Work to do:
Return every line in the rows below that contains the string "distant", matching case exactly.
______________________________
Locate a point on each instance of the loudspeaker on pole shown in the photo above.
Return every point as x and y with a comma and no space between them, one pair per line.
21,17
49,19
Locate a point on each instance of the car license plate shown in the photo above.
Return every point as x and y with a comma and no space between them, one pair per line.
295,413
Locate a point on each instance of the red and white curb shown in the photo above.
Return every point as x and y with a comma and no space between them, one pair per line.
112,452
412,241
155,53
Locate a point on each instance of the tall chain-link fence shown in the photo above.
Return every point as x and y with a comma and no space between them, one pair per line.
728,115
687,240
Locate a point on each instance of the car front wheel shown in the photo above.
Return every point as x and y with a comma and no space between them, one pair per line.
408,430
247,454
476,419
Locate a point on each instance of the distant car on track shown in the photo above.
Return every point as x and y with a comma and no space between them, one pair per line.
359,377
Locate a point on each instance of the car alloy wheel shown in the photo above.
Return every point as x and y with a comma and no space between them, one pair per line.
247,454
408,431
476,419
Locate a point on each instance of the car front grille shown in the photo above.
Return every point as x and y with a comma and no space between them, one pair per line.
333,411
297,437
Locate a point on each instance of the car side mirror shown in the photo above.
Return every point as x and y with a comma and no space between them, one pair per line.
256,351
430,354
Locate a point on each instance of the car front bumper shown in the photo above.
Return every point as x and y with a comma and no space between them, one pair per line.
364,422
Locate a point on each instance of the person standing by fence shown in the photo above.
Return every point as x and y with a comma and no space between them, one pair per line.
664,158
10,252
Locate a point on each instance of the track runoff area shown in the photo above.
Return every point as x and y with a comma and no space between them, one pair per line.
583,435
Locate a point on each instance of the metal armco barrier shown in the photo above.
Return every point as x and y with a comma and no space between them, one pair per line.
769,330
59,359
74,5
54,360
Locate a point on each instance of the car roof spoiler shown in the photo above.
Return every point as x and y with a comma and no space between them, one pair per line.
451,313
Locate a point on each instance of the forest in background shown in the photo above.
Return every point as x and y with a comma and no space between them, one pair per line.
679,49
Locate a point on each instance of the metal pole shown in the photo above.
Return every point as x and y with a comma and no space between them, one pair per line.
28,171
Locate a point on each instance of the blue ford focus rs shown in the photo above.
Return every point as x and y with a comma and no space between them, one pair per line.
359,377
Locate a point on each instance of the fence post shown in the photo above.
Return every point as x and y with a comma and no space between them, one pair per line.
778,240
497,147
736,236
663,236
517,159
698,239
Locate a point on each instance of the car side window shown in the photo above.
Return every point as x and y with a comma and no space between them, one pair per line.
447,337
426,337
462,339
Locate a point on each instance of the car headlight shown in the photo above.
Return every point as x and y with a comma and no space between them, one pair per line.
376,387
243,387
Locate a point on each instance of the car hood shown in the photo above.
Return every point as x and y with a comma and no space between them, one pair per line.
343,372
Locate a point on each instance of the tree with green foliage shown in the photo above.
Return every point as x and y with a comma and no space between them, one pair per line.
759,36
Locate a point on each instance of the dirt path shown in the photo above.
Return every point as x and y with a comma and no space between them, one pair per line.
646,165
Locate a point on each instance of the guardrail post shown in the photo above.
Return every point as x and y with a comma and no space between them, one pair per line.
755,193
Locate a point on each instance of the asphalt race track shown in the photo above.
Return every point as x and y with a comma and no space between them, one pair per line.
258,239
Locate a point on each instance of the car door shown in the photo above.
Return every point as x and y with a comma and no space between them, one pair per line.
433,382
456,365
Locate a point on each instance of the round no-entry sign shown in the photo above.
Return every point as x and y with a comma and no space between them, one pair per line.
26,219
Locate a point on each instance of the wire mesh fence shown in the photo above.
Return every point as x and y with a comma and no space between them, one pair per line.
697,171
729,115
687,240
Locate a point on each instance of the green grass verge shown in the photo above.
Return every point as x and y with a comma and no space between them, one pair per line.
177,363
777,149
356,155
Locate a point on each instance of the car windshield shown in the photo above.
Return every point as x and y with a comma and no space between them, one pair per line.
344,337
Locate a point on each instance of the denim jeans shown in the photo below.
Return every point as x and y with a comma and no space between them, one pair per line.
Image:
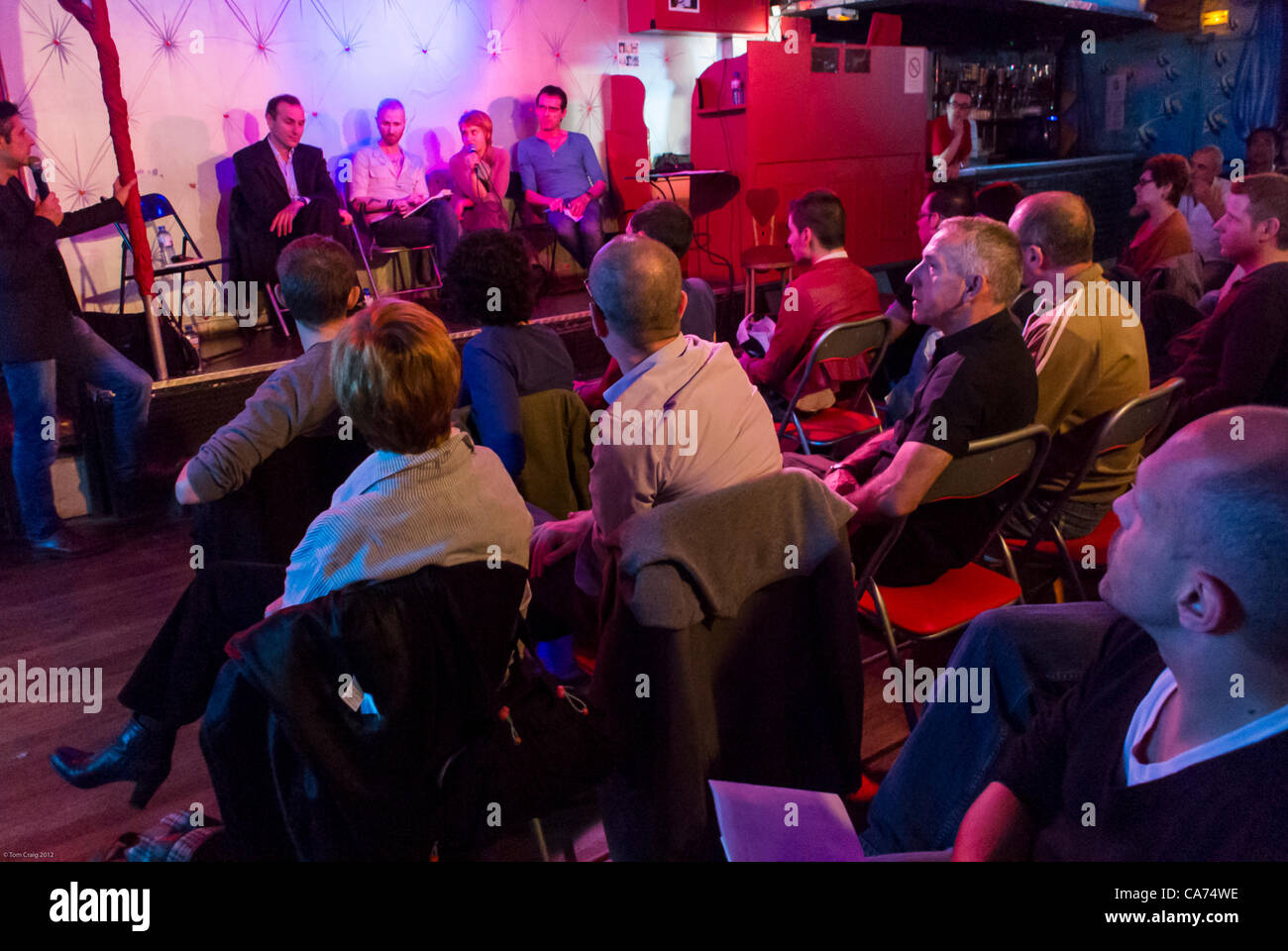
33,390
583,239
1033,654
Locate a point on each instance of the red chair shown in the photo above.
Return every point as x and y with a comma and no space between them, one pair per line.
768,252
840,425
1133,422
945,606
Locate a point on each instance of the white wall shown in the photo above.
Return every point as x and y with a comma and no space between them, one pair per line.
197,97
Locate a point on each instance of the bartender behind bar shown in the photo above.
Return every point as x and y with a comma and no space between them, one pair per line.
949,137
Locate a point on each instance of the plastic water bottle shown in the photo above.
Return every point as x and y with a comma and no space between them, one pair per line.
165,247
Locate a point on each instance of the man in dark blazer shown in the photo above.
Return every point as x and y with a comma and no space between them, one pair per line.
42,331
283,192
______________________________
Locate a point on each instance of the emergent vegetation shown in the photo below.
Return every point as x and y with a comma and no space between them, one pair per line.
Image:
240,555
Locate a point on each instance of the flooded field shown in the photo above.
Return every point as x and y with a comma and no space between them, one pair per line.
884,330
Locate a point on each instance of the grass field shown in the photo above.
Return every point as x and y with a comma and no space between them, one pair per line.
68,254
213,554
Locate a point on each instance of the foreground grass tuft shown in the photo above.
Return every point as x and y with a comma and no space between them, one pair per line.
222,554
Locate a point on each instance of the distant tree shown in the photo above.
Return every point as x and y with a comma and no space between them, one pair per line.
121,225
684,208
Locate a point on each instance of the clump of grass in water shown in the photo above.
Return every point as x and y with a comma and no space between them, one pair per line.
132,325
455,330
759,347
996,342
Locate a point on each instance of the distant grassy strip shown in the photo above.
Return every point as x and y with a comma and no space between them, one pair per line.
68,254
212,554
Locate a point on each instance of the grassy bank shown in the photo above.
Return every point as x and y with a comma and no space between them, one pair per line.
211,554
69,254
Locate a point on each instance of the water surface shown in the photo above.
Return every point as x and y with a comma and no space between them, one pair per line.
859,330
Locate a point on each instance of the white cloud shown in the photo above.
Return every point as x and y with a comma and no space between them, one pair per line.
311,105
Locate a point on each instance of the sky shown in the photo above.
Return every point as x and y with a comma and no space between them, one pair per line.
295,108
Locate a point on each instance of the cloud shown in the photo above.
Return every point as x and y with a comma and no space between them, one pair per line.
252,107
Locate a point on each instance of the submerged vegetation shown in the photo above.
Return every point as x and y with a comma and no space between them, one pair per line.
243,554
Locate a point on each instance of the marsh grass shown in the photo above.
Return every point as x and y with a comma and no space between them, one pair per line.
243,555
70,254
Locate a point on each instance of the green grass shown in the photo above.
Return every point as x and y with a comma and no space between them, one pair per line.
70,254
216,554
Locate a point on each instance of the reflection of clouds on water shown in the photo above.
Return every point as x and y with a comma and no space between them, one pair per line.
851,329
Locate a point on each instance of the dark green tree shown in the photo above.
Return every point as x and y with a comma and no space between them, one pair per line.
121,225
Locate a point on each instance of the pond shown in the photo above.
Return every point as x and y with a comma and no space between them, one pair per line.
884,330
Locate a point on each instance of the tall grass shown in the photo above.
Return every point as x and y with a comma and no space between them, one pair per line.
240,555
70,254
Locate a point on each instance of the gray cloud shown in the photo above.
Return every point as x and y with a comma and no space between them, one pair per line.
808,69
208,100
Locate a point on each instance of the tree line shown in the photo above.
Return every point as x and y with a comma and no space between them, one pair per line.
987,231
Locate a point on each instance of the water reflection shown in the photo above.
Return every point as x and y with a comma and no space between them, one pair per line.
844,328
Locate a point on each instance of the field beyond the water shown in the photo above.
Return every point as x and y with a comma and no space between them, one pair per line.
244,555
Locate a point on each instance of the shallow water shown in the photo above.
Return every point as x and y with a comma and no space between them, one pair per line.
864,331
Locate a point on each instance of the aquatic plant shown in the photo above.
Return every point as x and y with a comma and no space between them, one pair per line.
______________________________
Reply to the task:
Locate a point on each instance of the distant car on track shown in the photo above.
Locate a point on each instance of the distant tree shown in the photo above.
Locate a point on each instance of the distant grassy strip shown in the photo above.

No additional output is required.